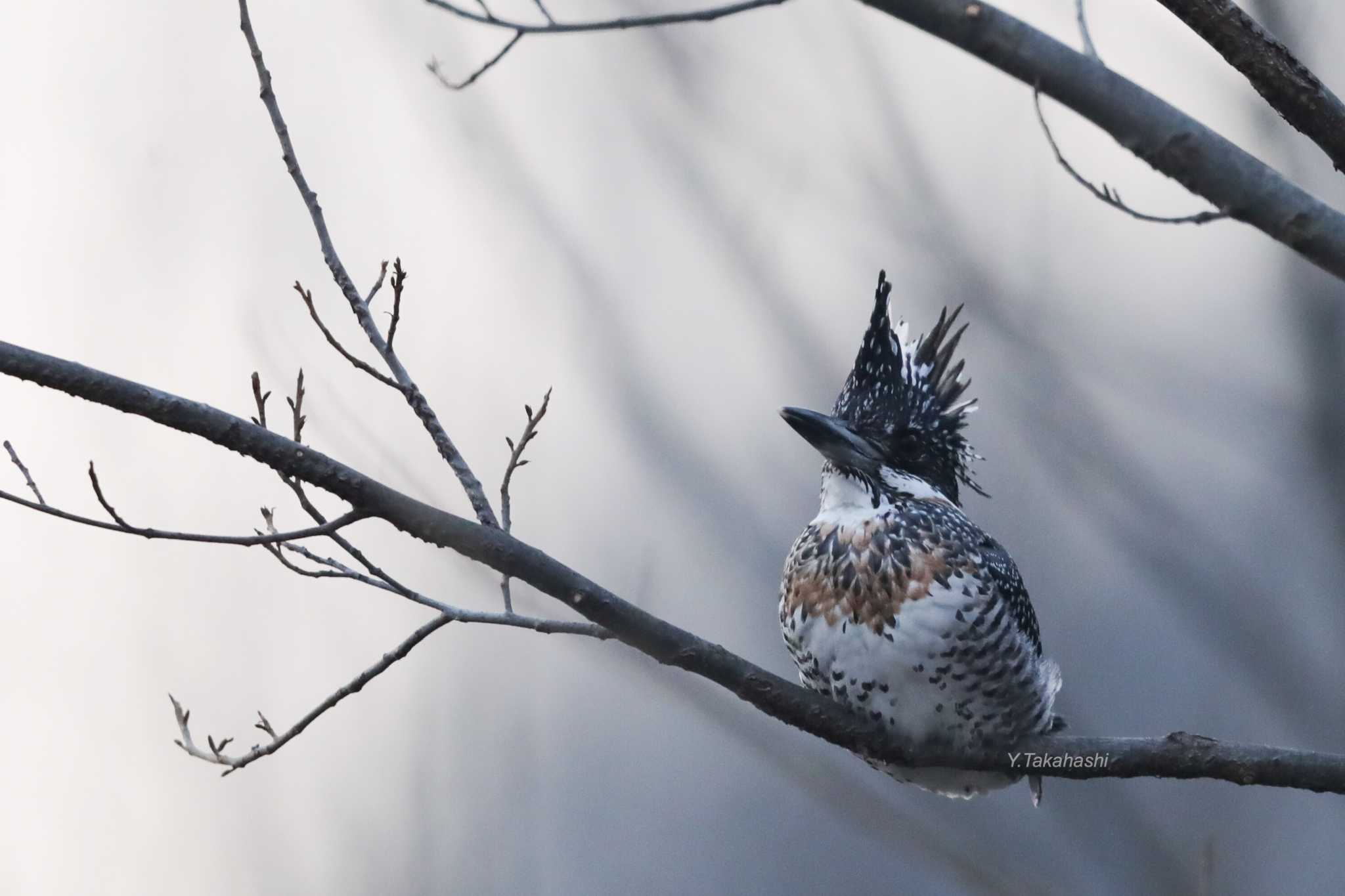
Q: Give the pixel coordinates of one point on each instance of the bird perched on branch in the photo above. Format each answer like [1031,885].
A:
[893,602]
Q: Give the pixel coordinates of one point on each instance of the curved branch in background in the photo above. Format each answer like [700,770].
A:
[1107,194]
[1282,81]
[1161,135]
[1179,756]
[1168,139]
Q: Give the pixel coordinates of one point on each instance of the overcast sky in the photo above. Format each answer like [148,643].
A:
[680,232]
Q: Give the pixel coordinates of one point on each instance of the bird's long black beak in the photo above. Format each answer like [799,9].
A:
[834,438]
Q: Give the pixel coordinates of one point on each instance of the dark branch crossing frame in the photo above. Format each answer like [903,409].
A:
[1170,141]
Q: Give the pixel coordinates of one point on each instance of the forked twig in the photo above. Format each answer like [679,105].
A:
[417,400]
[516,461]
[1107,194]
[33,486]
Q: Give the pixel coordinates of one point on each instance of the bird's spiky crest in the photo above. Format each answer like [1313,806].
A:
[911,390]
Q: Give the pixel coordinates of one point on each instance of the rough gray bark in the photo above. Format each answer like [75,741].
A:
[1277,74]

┄┄┄┄┄┄┄┄┄┄

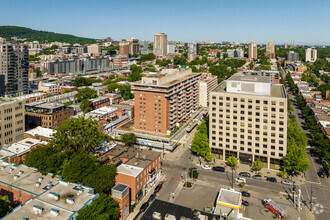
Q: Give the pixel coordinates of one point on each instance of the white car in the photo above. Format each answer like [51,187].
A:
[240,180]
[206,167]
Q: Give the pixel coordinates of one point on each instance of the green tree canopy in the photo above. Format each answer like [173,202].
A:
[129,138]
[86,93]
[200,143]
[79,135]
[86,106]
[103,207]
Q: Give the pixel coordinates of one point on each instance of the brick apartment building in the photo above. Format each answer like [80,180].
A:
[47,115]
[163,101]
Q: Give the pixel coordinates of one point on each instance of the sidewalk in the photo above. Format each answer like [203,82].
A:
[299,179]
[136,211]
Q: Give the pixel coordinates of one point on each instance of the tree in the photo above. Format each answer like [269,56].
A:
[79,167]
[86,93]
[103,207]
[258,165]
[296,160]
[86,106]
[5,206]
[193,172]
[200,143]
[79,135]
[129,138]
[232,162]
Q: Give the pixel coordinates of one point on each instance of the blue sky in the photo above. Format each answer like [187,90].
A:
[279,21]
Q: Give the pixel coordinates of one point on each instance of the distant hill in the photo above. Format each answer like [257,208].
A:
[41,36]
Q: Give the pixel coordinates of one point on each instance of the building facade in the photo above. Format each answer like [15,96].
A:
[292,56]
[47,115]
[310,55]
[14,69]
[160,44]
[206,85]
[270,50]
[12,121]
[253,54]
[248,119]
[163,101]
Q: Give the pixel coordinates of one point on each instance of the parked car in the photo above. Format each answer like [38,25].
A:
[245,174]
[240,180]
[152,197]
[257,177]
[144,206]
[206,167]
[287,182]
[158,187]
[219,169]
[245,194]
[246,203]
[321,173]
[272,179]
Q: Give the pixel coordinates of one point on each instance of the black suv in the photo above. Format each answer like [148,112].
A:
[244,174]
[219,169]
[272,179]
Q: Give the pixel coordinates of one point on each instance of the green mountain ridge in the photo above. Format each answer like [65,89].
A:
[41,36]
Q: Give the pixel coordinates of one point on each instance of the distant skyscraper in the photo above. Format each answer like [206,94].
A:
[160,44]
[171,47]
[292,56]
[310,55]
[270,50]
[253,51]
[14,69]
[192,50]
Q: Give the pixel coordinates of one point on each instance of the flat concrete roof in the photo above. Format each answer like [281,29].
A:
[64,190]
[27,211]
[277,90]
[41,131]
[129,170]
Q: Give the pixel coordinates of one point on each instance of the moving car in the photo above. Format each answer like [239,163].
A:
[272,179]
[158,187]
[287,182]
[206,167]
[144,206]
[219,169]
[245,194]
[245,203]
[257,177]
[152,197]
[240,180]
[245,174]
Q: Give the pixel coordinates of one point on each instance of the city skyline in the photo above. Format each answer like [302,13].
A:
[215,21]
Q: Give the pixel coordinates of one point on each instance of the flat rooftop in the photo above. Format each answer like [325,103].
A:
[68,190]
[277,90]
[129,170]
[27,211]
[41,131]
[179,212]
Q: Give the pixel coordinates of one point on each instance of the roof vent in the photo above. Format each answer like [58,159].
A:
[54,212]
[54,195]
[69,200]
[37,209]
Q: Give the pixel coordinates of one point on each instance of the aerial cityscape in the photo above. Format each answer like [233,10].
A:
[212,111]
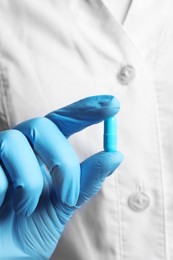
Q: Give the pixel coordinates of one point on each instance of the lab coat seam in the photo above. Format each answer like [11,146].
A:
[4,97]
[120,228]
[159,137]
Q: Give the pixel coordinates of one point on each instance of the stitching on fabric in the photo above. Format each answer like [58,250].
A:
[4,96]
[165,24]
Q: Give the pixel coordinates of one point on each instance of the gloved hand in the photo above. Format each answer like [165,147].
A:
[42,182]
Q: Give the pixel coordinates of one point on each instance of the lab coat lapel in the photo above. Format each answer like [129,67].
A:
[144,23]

┄┄┄┄┄┄┄┄┄┄

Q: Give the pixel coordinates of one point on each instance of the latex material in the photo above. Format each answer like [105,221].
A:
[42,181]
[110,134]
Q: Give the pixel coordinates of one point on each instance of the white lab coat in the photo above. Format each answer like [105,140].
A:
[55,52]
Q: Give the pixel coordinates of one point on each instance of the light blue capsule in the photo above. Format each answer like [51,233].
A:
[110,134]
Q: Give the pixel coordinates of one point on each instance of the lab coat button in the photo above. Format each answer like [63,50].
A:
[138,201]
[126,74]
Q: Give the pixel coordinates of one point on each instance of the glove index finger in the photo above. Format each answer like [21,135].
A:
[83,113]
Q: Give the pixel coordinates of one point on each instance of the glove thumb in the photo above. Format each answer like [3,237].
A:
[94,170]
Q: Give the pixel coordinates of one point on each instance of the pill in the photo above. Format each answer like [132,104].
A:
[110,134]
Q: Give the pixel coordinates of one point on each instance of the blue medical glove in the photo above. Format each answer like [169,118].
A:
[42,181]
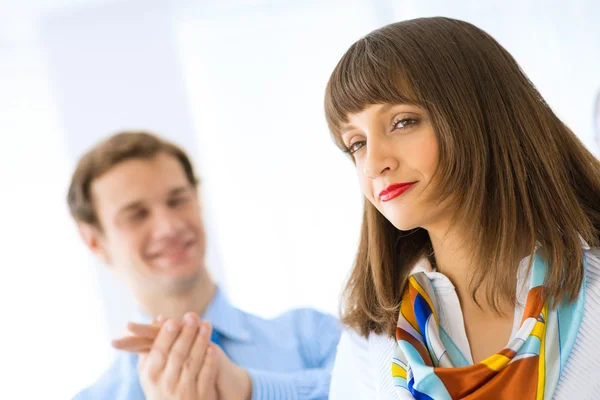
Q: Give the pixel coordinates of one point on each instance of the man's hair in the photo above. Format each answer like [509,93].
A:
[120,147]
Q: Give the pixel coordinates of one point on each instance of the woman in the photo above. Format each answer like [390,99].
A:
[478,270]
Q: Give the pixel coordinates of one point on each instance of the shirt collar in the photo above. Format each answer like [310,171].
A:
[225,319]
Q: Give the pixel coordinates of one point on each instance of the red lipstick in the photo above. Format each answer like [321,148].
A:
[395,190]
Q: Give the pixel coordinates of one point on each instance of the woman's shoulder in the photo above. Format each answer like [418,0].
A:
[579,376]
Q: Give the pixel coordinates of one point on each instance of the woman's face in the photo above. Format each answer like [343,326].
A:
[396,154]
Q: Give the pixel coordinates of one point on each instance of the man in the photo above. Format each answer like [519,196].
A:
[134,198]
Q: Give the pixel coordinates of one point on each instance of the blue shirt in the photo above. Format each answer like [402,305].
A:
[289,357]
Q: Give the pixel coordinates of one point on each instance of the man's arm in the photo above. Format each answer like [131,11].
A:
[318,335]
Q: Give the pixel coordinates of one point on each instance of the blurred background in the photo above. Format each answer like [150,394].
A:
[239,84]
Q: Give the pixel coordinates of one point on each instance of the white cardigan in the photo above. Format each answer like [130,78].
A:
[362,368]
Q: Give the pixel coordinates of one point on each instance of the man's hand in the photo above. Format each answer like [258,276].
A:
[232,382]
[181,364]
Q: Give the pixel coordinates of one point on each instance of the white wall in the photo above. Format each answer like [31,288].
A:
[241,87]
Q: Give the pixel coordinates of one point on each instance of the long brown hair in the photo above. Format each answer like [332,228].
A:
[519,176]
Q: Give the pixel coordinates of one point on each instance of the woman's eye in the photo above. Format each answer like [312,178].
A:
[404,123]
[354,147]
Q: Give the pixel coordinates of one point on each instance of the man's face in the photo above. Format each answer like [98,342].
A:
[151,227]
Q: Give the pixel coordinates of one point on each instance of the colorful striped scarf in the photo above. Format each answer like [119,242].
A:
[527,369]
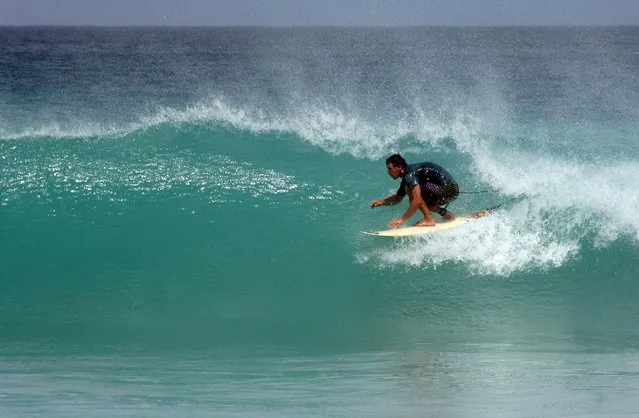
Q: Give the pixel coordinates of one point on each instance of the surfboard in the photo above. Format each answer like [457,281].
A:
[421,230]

┄┄┄┄┄┄┄┄┄┄

How many lines in the material above contain the string "shirt"? Case matters. Reply with the number only.

Right answer:
2